─── Excerpted data

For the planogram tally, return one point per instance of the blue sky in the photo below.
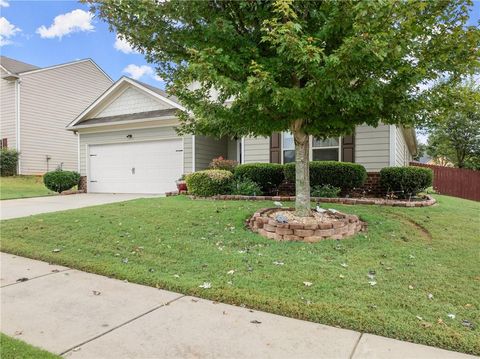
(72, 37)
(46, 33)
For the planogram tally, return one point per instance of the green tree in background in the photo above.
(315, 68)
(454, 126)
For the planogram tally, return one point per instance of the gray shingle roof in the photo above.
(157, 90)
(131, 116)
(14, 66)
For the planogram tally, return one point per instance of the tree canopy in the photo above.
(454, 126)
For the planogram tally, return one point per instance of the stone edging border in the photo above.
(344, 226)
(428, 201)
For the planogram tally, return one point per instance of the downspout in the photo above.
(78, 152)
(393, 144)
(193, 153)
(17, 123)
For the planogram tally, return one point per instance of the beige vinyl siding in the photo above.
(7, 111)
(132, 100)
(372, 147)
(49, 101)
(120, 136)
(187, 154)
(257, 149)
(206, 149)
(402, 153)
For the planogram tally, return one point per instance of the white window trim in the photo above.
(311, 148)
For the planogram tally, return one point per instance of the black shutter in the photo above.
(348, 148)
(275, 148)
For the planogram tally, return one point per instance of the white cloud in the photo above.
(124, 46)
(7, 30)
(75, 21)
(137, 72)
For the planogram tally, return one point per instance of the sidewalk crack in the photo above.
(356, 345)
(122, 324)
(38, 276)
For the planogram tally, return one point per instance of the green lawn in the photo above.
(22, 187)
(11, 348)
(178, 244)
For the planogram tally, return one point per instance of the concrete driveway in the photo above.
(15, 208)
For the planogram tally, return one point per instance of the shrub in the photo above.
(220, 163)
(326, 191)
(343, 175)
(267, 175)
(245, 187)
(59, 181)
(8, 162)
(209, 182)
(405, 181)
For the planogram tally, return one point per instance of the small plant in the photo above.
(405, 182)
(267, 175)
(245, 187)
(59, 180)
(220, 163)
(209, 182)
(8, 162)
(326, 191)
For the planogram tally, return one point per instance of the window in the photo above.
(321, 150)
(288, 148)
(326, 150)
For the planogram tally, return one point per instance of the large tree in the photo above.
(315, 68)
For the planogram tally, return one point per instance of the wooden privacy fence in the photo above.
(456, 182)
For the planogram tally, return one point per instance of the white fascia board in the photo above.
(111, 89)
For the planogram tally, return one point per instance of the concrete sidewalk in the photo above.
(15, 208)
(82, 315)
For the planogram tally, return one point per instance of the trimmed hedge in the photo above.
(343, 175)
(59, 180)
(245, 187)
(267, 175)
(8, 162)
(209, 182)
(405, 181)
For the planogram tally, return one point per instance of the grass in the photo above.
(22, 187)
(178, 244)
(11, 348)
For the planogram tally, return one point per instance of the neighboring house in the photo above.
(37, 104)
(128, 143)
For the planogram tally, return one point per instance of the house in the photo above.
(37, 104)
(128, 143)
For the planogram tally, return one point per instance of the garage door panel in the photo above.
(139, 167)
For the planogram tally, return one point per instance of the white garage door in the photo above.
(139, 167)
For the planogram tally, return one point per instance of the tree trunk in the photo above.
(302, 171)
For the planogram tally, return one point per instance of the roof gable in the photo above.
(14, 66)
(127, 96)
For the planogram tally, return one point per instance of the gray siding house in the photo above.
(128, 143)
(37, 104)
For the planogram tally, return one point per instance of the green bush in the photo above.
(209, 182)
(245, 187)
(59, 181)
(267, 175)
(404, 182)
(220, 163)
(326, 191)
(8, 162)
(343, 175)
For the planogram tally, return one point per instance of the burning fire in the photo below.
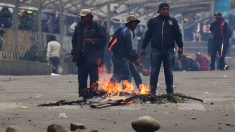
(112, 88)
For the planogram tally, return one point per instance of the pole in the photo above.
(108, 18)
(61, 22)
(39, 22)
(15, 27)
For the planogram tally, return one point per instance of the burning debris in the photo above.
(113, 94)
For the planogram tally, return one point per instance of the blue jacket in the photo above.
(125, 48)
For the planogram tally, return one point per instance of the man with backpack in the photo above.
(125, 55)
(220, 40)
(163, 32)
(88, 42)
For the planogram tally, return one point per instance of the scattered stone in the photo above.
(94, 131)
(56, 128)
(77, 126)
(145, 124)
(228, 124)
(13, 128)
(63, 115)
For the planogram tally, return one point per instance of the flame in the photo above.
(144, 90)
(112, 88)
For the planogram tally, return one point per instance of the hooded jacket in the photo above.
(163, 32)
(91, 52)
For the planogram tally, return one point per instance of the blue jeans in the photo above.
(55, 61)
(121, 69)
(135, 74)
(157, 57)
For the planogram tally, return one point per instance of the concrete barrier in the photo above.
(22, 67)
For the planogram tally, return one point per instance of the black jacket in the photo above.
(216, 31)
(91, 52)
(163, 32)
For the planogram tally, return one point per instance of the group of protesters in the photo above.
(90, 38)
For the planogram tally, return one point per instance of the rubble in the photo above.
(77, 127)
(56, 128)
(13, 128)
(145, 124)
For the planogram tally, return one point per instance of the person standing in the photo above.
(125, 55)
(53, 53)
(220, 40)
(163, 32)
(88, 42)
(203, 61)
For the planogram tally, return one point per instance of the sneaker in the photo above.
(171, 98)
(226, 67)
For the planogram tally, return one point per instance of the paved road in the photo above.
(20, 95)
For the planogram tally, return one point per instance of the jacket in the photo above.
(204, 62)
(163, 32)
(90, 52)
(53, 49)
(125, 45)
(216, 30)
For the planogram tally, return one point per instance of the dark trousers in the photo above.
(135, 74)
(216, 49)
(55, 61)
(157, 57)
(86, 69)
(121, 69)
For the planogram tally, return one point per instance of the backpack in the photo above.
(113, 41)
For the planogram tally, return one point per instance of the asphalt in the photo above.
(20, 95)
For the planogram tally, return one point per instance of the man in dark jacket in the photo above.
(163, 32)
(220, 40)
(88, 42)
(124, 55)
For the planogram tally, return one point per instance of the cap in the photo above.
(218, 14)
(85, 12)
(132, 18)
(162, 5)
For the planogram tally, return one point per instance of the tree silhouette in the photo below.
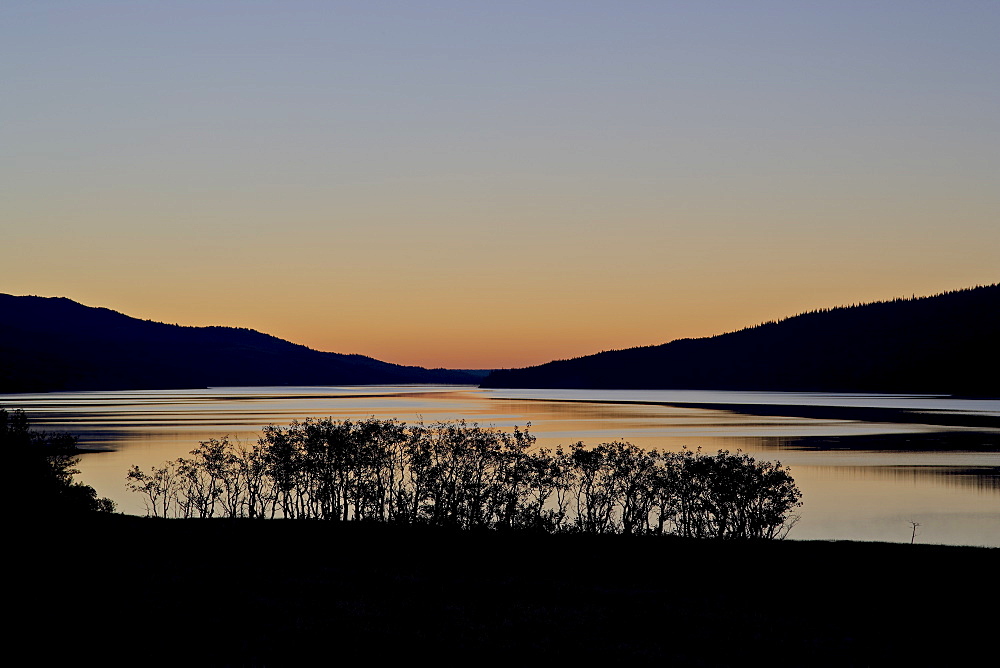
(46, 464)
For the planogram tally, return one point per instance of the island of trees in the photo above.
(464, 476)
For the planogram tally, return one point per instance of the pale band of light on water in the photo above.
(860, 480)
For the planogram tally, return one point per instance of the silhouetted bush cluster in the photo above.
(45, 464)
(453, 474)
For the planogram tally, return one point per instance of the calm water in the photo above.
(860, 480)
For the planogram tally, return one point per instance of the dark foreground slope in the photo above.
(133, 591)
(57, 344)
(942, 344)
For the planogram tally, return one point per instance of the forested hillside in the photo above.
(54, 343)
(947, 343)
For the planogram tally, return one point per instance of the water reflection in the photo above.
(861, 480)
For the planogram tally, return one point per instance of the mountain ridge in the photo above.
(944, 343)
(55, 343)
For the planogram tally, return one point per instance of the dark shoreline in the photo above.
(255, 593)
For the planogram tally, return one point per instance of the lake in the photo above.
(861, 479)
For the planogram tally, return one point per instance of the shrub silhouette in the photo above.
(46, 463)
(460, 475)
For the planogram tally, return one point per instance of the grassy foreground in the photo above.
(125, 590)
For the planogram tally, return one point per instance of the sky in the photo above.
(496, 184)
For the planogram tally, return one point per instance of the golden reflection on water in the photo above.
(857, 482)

──────

• **Goal**:
Rewrite the lines from the one containing "lake in the photo above." through the end of the records as a JSON list of strings, with one string per line and blank lines left out.

• **Result for this task**:
[
  "For the planogram tally, return one point per instance of the lake in the photo above.",
  "(861, 479)",
  "For the planogram tally, return one point per instance of the shrub silhouette in the photo above.",
  "(46, 463)",
  "(460, 475)",
  "For the planogram tally, return one point per instance of the grassy foreground in the photo above.",
  "(125, 590)",
  "For the planogram tally, return one point per instance of the sky in the photo above.",
  "(496, 184)",
  "For the planogram tally, return one point per instance of the golden reflection on water in the photo above.",
  "(857, 482)"
]